═════ ENTRETIEN ═════

En fait, j’ai commencé par faire des one man shows et puis je me suis dit que j’allais peut-être aussi essayer de faire des couillonades à la radio parce que c’est un média que j’adore. C’est le média dont je suis le plus proche depuis que je suis né : j’ai toujours écouté la radio. La télé j’aime bien, mais c’est assez rare que je trouve satisfaction dans les programmes qui existent. Je n’exclus pas de proposer un jour des choses qui pourraient me plaire à la télé mais pour l’instant c’est la radio qui me plaît le plus : c’est un bon exercice d’écriture.
Donc le one man show, c’est venu avant. C’était l’idée de faire le con devant les gens et de tenter de gagner de l’argent avec ça, puisque de toute façon je passais mes journées à faire le con devant les gens…
Vous habitez en Belgique depuis près de dix ans, qu’est-ce qui vous a donné l’envie de vous établir chez nous ?
En fait, j’ai suivi ma femme qui est venue étudier en Belgique. Je venais de commencer ma carrière de one manchiste à Paris en 2004, j’ai rencontré ma femme en 2006 et en 2008 on est venu ici. En 2008, on ne peut pas dire que j’avais une carrière incroyable en France mais je n’avais pas abandonné tout espoir de la faire en Belgique. Et puis, on parle français en Belgique et si je devais jouer un spectacle à Toulouse par exemple, partir de Paris ou de Bruxelles finalement, c’était pareil.
De quoi parle ce nouveau spectacle « Français… Non peut-être ! » ?
Maintenant, quand je vais en France on m’appelle « le Belge ». Je suis obligé de justifier que je suis français et je dois le prouver. Donc l’idée, c’est de prouver que je suis français même si on voit bien que je me suis « belgifié » avec les 8 années qui sont passées. Evidemment dans ce spectacle, je dis que je suis français et je dis que la France est mieux avec une mauvaise foi bien française ! C’est une comparaison entre les choses qui sont soi-disant moins bien en Belgique, qui sont soi-disant mieux en France mais qui en réalité sont bien pires en France (rires). Je me moque un peu de la France, de moi et un peu des Belges aussi.

═════

CONSIGNE: Extrayez de l'entretien le passage qui va de « En fait, j’ai commencé » jusqu'à « chez nous ? » inclus. Les items ne sont pas nécessaires pour faire l'exercice.

═════ DONNÉES FOURNIES ═════

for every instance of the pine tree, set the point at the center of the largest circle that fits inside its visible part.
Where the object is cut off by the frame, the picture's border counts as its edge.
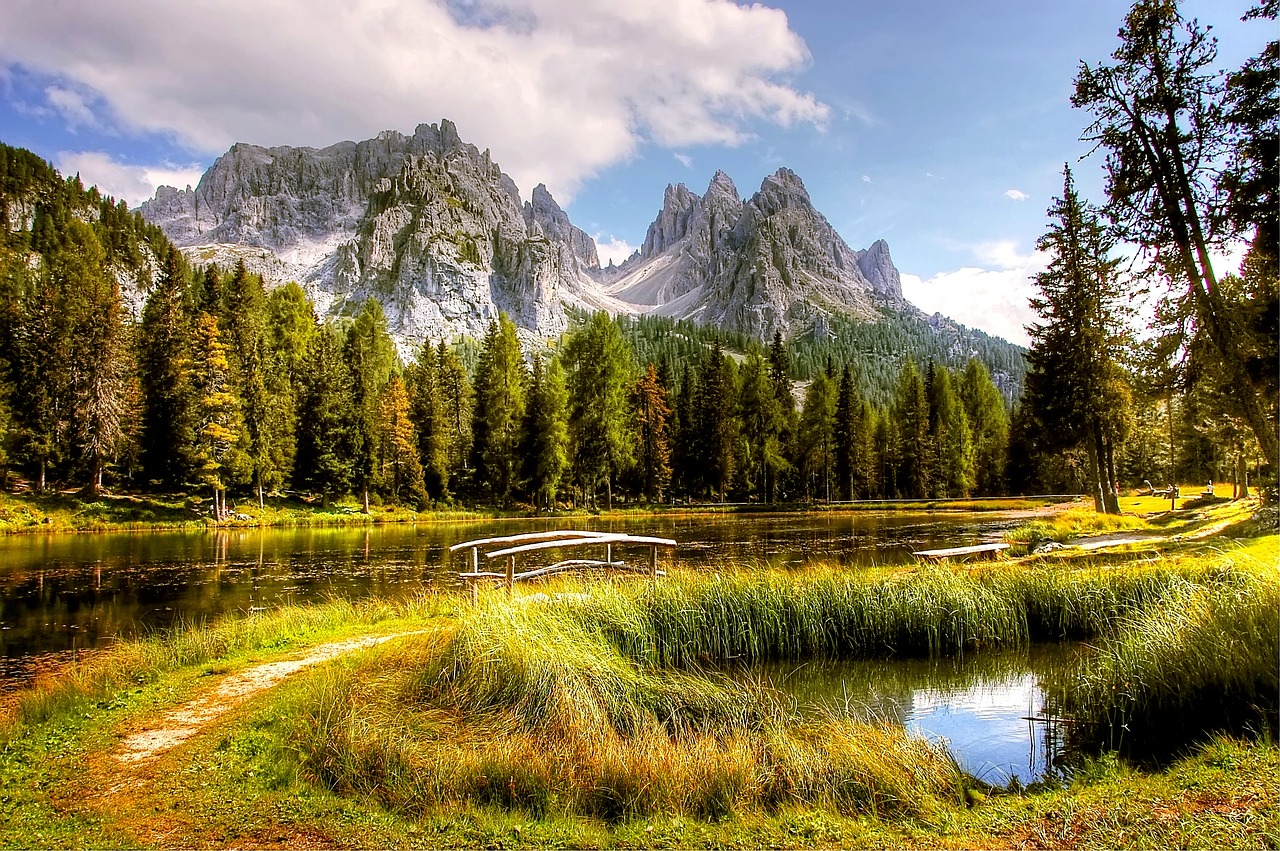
(164, 361)
(653, 453)
(1075, 389)
(400, 470)
(545, 433)
(499, 411)
(370, 358)
(598, 375)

═════

CORRIGÉ:
En fait, j’ai commencé par faire des one man shows et puis je me suis dit que j’allais peut-être aussi essayer de faire des couillonades à la radio parce que c’est un média que j’adore. C’est le média dont je suis le plus proche depuis que je suis né : j’ai toujours écouté la radio. La télé j’aime bien, mais c’est assez rare que je trouve satisfaction dans les programmes qui existent. Je n’exclus pas de proposer un jour des choses qui pourraient me plaire à la télé mais pour l’instant c’est la radio qui me plaît le plus : c’est un bon exercice d’écriture.
Donc le one man show, c’est venu avant. C’était l’idée de faire le con devant les gens et de tenter de gagner de l’argent avec ça, puisque de toute façon je passais mes journées à faire le con devant les gens…
Vous habitez en Belgique depuis près de dix ans, qu’est-ce qui vous a donné l’envie de vous établir chez nous ?